→ Job 1
Pull from the crew progression text the part that opens with the words containing "This mechanic is" and closes with "Timeline's provisional markers.", copying it word for word.

→ Extract provided
=== Begin Enclosure ===

The campaign's crew progression, in fiction. Most of humanity crossed the dark asleep; over the game you wake them — one at a time, and you choose who. Every waking is a person with a name, a skill the colony needs now, and a bed someone had to build for them.

Status: proposed — not yet canon

This mechanic is a design proposal held for review. The framing, the names (the Long Sleep, the Berths, the Manifest, Reveille), and every specifics below are open to change and are not binding canon yet. Follows the house convention for provisional material — see the Timeline's provisional markers.

[!quote] "There are nine thousand people asleep over my head, and today I can afford to wake exactly one of them. Tell me that isn't the whole job." — Administrator Idris Vale

The Long Sleep

The Odyssey crossed the Long Dark two ways at once. A small watch-crew lived, worked, and bred across the generations of the voyage — Idris Vale's people, born in transit, who never saw the Cradle. The rest of humanity rode down in cold sleep, tens of thousands of colonists held in the ship's Berths, meant to be woken on a green world by a crew that had kept the lights on.

=== End Enclosure ===

→ Data

=== Begin Enclosure ===

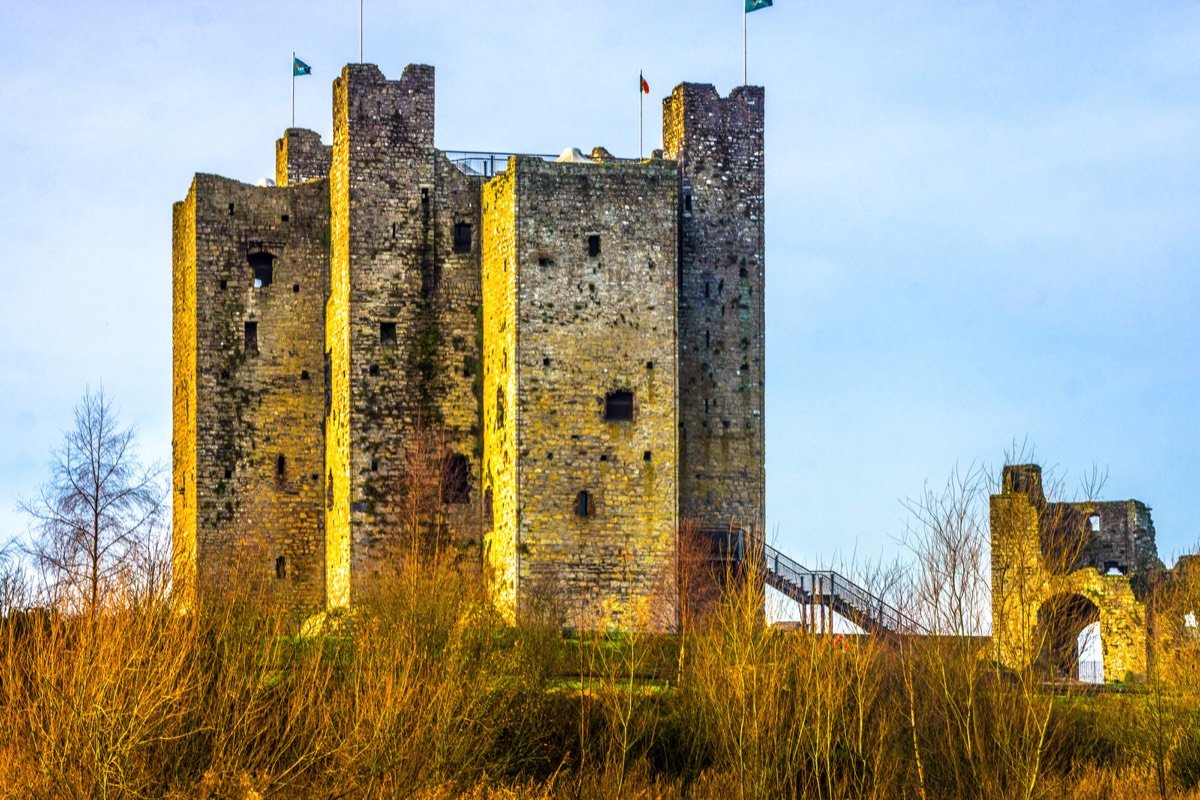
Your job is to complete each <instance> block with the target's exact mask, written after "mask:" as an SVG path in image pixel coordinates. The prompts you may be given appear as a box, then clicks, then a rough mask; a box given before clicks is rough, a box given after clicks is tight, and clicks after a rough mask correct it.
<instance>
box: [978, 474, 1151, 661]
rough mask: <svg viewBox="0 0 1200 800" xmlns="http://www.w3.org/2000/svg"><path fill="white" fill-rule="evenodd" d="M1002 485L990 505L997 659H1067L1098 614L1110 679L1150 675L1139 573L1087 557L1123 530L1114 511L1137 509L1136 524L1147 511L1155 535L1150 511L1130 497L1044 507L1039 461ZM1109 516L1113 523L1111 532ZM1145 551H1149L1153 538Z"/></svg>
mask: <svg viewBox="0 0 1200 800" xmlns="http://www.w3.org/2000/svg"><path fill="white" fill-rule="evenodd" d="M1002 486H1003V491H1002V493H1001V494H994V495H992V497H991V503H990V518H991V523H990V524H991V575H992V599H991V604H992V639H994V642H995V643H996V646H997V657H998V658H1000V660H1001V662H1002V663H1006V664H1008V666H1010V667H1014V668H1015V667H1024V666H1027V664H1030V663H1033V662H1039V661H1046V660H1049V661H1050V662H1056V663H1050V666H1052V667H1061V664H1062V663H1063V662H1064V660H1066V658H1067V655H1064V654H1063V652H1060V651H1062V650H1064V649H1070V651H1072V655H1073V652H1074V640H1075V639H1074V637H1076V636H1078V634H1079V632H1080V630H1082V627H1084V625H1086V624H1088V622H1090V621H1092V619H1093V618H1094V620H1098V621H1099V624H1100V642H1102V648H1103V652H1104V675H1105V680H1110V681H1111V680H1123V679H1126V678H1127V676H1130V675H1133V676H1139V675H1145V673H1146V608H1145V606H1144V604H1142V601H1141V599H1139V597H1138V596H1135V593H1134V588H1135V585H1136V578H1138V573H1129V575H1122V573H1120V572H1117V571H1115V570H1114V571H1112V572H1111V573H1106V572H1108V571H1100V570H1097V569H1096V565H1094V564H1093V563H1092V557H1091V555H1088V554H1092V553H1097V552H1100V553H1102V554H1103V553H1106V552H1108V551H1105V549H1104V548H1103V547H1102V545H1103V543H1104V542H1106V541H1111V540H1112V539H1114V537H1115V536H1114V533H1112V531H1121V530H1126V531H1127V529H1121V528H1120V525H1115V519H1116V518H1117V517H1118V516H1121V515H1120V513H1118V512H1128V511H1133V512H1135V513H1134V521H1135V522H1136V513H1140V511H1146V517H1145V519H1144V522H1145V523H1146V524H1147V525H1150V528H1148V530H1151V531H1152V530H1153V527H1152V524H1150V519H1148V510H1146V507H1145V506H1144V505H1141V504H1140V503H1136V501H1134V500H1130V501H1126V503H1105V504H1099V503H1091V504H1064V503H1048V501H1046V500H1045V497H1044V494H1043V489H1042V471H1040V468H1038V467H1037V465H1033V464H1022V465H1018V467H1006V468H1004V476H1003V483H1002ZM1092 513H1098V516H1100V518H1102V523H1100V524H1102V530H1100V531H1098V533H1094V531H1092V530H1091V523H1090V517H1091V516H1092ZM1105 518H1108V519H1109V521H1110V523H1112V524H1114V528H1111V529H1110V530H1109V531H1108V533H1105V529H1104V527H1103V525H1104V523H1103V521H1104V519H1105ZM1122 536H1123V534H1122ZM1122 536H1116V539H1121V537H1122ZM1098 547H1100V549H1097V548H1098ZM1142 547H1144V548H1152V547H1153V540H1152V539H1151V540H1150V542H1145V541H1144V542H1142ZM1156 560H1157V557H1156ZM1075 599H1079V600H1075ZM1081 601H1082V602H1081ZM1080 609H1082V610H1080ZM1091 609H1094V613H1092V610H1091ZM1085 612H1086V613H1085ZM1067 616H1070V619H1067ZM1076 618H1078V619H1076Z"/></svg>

=== End Enclosure ===

→ Job 2
In the listing, take the part that runs from its start through the line containing "rough mask: <svg", and write it out again with "clicks" changed to "point prompts" and nothing else altered. Omit the pictures from your answer.

→ Exercise response 1
This mechanic is a design proposal held for review. The framing, the names (the Long Sleep, the Berths, the Manifest, Reveille), and every specifics below are open to change and are not binding canon yet. Follows the house convention for provisional material — see the Timeline's provisional markers.

→ Exercise response 2
Your job is to complete each <instance> block with the target's exact mask, written after "mask:" as an SVG path in image pixel coordinates. The prompts you may be given appear as a box, then point prompts, then a rough mask; a box given before point prompts is rough, a box given after point prompts is tight, and point prompts after a rough mask correct it.
<instance>
box: [978, 474, 1151, 661]
rough mask: <svg viewBox="0 0 1200 800" xmlns="http://www.w3.org/2000/svg"><path fill="white" fill-rule="evenodd" d="M1002 485L990 505L997 659H1067L1098 614L1110 679L1150 675L1139 573L1087 557L1123 530L1114 511L1137 509L1136 524L1147 511L1155 535L1150 511L1130 497L1044 507L1039 461ZM1109 516L1113 523L1111 532ZM1145 551H1149L1153 538Z"/></svg>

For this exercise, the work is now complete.